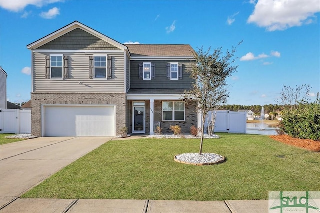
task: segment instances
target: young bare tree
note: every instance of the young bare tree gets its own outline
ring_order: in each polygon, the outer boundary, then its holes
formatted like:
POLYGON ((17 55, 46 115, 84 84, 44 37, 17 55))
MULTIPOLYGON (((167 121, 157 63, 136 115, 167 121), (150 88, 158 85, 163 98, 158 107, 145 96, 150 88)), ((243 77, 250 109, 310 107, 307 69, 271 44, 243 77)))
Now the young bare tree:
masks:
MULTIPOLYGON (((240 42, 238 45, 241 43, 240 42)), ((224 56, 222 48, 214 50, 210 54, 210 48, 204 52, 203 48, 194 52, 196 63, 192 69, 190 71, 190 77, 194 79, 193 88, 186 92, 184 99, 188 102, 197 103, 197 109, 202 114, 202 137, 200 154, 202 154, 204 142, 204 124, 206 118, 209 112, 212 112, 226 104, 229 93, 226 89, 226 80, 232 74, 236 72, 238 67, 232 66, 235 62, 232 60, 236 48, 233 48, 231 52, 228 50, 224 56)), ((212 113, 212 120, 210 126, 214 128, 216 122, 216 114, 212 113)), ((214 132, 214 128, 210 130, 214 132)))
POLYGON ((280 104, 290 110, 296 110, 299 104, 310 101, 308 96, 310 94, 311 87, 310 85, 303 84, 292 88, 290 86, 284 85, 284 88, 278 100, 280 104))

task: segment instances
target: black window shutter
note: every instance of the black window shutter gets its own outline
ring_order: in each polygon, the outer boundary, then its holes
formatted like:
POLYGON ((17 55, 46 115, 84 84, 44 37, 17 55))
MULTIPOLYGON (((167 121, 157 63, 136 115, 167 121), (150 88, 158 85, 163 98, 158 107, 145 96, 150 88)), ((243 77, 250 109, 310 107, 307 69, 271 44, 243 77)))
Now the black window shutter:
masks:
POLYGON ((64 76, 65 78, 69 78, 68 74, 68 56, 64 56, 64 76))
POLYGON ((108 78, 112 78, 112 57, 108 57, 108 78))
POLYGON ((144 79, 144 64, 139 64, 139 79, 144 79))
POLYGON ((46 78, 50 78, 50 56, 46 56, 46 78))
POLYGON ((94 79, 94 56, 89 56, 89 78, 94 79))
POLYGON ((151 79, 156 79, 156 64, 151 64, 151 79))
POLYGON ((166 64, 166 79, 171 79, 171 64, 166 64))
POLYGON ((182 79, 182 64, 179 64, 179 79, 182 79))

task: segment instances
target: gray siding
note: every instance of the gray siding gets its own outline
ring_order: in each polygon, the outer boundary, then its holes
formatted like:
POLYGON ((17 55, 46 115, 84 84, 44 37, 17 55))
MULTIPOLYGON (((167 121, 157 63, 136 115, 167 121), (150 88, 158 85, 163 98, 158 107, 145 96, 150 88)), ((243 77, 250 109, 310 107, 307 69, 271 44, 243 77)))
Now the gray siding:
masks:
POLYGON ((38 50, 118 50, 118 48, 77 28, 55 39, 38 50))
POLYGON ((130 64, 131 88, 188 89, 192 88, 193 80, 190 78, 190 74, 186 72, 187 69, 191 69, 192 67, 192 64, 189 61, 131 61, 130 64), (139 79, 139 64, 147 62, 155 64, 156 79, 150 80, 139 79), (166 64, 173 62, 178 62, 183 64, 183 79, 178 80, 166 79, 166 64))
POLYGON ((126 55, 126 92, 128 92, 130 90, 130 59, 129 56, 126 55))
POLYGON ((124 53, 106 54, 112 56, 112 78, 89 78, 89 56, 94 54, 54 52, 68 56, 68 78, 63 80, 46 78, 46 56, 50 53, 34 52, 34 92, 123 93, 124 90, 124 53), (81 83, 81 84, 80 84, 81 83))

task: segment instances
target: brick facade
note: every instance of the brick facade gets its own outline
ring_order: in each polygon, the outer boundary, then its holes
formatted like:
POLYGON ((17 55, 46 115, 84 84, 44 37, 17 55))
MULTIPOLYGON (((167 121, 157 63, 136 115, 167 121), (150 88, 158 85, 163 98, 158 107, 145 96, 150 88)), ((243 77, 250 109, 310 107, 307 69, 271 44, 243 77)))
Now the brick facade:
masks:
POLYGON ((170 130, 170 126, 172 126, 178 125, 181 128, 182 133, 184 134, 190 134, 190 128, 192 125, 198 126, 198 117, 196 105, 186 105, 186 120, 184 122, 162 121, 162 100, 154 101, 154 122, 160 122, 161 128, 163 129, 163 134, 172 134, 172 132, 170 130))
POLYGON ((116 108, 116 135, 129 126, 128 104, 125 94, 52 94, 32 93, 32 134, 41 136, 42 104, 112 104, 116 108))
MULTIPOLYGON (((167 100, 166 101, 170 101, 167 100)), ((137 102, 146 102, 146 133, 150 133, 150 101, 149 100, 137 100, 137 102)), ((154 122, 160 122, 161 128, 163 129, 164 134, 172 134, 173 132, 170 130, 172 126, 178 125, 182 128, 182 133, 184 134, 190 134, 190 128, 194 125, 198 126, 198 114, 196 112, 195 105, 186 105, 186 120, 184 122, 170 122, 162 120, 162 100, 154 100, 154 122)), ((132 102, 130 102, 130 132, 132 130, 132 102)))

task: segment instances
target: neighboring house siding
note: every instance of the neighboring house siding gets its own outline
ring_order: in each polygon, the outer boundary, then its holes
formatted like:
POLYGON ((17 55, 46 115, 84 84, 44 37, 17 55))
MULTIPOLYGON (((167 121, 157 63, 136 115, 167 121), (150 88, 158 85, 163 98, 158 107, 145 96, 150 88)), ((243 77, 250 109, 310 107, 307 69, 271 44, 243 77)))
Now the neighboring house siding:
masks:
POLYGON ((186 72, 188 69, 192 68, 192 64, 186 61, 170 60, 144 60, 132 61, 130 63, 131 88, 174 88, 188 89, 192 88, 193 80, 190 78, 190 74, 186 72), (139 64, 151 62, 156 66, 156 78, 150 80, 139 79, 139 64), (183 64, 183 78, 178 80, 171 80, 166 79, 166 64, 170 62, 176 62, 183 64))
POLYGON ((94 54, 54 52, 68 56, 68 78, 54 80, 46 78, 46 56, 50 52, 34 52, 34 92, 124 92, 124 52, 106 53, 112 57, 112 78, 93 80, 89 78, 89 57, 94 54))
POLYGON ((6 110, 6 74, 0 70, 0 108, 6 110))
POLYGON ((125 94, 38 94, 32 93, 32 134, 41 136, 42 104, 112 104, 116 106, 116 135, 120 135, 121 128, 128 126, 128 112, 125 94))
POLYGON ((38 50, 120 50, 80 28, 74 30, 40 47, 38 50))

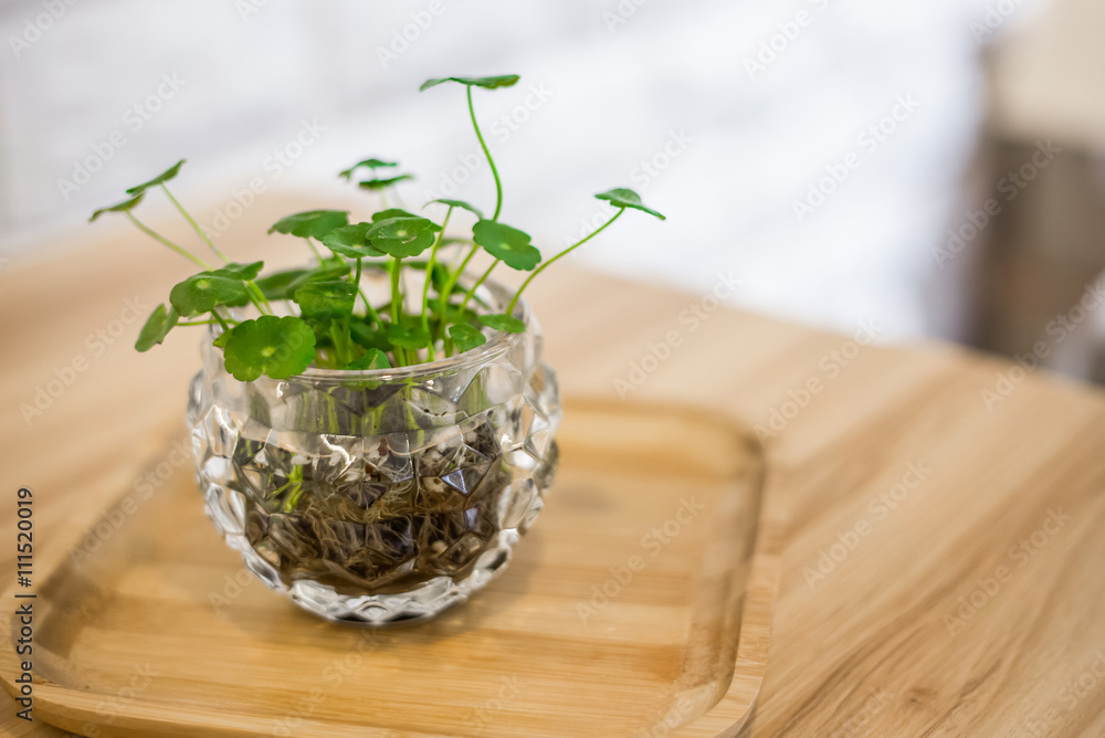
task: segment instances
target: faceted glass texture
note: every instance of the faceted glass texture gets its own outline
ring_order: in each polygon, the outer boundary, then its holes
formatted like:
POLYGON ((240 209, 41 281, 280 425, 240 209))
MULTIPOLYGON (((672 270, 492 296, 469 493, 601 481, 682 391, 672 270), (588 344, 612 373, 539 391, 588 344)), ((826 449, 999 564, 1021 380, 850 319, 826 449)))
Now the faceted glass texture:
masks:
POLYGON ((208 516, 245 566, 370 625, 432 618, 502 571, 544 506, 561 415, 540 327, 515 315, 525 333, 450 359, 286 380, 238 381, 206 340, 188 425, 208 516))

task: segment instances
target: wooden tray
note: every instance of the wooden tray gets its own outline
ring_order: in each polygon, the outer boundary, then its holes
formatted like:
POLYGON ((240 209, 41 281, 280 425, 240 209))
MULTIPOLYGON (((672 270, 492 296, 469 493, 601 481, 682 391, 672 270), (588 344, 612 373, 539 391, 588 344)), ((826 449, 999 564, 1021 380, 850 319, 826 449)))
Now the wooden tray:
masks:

* _EXERCISE BRIEF_: Each entry above is to be written out again unchanged, apart from the pictures, which are left out.

* _EXERCISE OUTPUT_:
task: segment instances
target: young bare tree
note: every instance of the young bare tree gets its own outline
ring_order: in each polygon, the outer boundary, then its holes
formatted like:
POLYGON ((17 55, 46 115, 84 84, 44 37, 17 55))
MULTIPOLYGON (((167 121, 157 63, 136 115, 167 121), (150 88, 158 85, 163 98, 158 107, 145 96, 150 88)), ((243 77, 250 109, 310 107, 307 69, 271 44, 243 77)))
Now the young bare tree:
masks:
MULTIPOLYGON (((240 42, 238 45, 241 43, 240 42)), ((224 56, 222 48, 214 50, 210 54, 210 48, 204 52, 203 48, 194 52, 196 63, 192 69, 190 71, 190 77, 194 79, 193 88, 186 92, 184 99, 188 102, 197 103, 197 109, 202 114, 202 137, 200 154, 202 154, 204 142, 204 124, 206 118, 209 112, 212 112, 226 104, 229 93, 226 89, 226 80, 232 74, 236 72, 238 67, 232 66, 235 62, 232 60, 236 48, 233 48, 231 52, 228 50, 224 56)), ((212 113, 212 120, 210 126, 214 128, 216 122, 216 114, 212 113)), ((214 132, 214 128, 210 130, 214 132)))
POLYGON ((280 104, 290 110, 296 110, 299 104, 310 101, 308 96, 310 94, 311 87, 310 85, 303 84, 292 88, 290 86, 284 85, 284 88, 278 100, 280 104))

task: segment instances
target: black window shutter
note: every instance of the black window shutter gets its own outline
ring_order: in each polygon, the outer boundary, then its holes
formatted like:
POLYGON ((17 55, 46 115, 84 84, 44 37, 17 55))
MULTIPOLYGON (((167 121, 157 63, 136 115, 167 121), (150 88, 158 85, 163 98, 158 107, 145 96, 150 88)), ((243 77, 250 109, 310 107, 307 69, 271 44, 243 77)))
Now the black window shutter:
masks:
POLYGON ((64 76, 65 78, 69 78, 68 74, 68 56, 64 56, 64 76))
POLYGON ((108 78, 112 78, 112 57, 108 57, 108 78))
POLYGON ((144 79, 144 64, 139 64, 139 79, 144 79))
POLYGON ((46 78, 50 78, 50 56, 46 56, 46 78))
POLYGON ((94 79, 94 56, 89 56, 89 78, 94 79))
POLYGON ((151 79, 156 79, 156 64, 151 64, 151 79))
POLYGON ((166 64, 166 79, 171 79, 171 64, 166 64))
POLYGON ((182 79, 182 64, 179 64, 179 79, 182 79))

task: segment instances
target: gray siding
note: every instance of the gray siding gets its own outline
ring_order: in each polygon, the outer boundary, then its holes
formatted like:
POLYGON ((17 55, 46 115, 84 84, 44 37, 17 55))
MULTIPOLYGON (((167 121, 157 63, 136 115, 167 121), (150 88, 158 85, 163 98, 158 107, 145 96, 150 88)), ((243 77, 250 109, 310 107, 307 69, 271 44, 243 77)))
Now the gray siding:
masks:
POLYGON ((38 50, 118 50, 118 48, 77 28, 55 39, 38 50))
POLYGON ((130 64, 131 88, 188 89, 192 88, 193 80, 190 78, 190 74, 186 72, 187 69, 191 69, 192 67, 192 64, 189 61, 131 61, 130 64), (139 79, 139 64, 147 62, 155 64, 156 79, 150 80, 139 79), (166 64, 173 62, 178 62, 183 64, 183 79, 178 80, 166 79, 166 64))
POLYGON ((126 55, 126 92, 128 92, 130 90, 130 59, 129 56, 126 55))
POLYGON ((124 53, 106 54, 112 56, 112 78, 89 78, 89 56, 94 54, 54 52, 68 56, 68 78, 63 80, 46 78, 46 56, 50 53, 34 52, 34 92, 123 93, 124 90, 124 53), (81 83, 81 84, 80 84, 81 83))

task: segment instances
target: brick facade
note: every instance of the brick facade gets its own outline
ring_order: in each polygon, the outer boundary, then its holes
formatted like:
POLYGON ((17 55, 46 115, 84 84, 44 37, 17 55))
MULTIPOLYGON (((167 121, 157 63, 136 115, 167 121), (150 88, 158 85, 163 98, 158 107, 145 96, 150 88)), ((243 77, 250 109, 310 107, 307 69, 271 44, 243 77)))
Now the brick facade:
masks:
POLYGON ((170 130, 170 126, 172 126, 178 125, 181 128, 182 133, 184 134, 190 134, 190 128, 192 125, 198 126, 198 117, 196 105, 186 105, 186 120, 184 122, 162 121, 162 100, 154 101, 154 122, 160 122, 161 128, 163 129, 163 134, 172 134, 172 132, 170 130))
POLYGON ((116 108, 116 135, 129 126, 128 104, 125 94, 52 94, 32 93, 32 134, 41 136, 42 104, 112 104, 116 108))
MULTIPOLYGON (((167 100, 166 101, 170 101, 167 100)), ((137 102, 146 102, 146 133, 150 133, 150 101, 149 100, 137 100, 137 102)), ((154 122, 160 122, 161 128, 163 129, 164 134, 172 134, 173 132, 170 130, 172 126, 178 125, 182 128, 182 133, 184 134, 190 134, 190 128, 194 125, 198 126, 198 114, 196 112, 195 105, 186 105, 186 120, 184 122, 170 122, 162 120, 162 100, 154 100, 154 122)), ((132 102, 130 102, 130 132, 132 130, 132 102)))

task: segment instances
target: neighboring house siding
note: every instance of the neighboring house siding gets its own outline
ring_order: in each polygon, the outer boundary, then its holes
formatted like:
POLYGON ((17 55, 46 115, 84 84, 44 37, 17 55))
MULTIPOLYGON (((167 121, 157 63, 136 115, 167 121), (150 88, 158 85, 163 98, 158 107, 145 96, 150 88)), ((243 77, 250 109, 310 107, 307 69, 271 44, 243 77)))
Now the neighboring house siding:
masks:
POLYGON ((186 72, 188 69, 192 68, 192 64, 186 61, 170 60, 144 60, 132 61, 130 63, 131 88, 174 88, 188 89, 192 88, 193 80, 190 78, 190 74, 186 72), (139 64, 151 62, 156 66, 156 78, 150 80, 139 79, 139 64), (183 64, 183 78, 178 80, 171 80, 166 79, 166 64, 170 62, 176 62, 183 64))
POLYGON ((94 54, 54 52, 68 56, 68 78, 54 80, 46 78, 46 56, 50 52, 34 52, 34 92, 124 92, 124 52, 106 53, 112 57, 112 78, 93 80, 89 78, 89 57, 94 54))
POLYGON ((6 110, 6 74, 0 70, 0 108, 6 110))
POLYGON ((125 94, 38 94, 32 93, 32 134, 41 136, 42 104, 112 104, 116 106, 116 135, 120 135, 121 128, 128 126, 128 112, 125 94))
POLYGON ((38 50, 120 50, 80 28, 74 30, 40 47, 38 50))

task: segment instances
target: faceted glass texture
note: every instance of the faceted glass texture gets its own outline
ring_order: in each polygon, the outer boundary, then its holes
formatted like:
POLYGON ((240 209, 41 281, 280 425, 240 209))
MULTIPOLYGON (((672 270, 492 296, 469 493, 601 481, 682 391, 672 270), (588 344, 612 373, 539 391, 588 344)), ((826 449, 999 564, 1021 380, 850 319, 826 449)))
Now the faceted glass texture:
masks:
POLYGON ((208 516, 245 566, 370 625, 432 618, 502 571, 544 506, 561 415, 540 327, 515 315, 525 333, 450 359, 286 380, 238 381, 206 340, 188 425, 208 516))

task: segment instances
target: wooden tray
note: every instance of the wooden tray gets its own outline
ring_order: in each polygon, the outer boundary, then its holes
formatted like:
POLYGON ((240 209, 41 281, 280 425, 240 209))
MULTIPOLYGON (((672 270, 492 296, 469 493, 601 481, 682 391, 672 270), (588 344, 612 373, 539 391, 588 344)), ((826 449, 999 564, 1021 380, 850 319, 826 449)))
Now the wooden tray:
masks:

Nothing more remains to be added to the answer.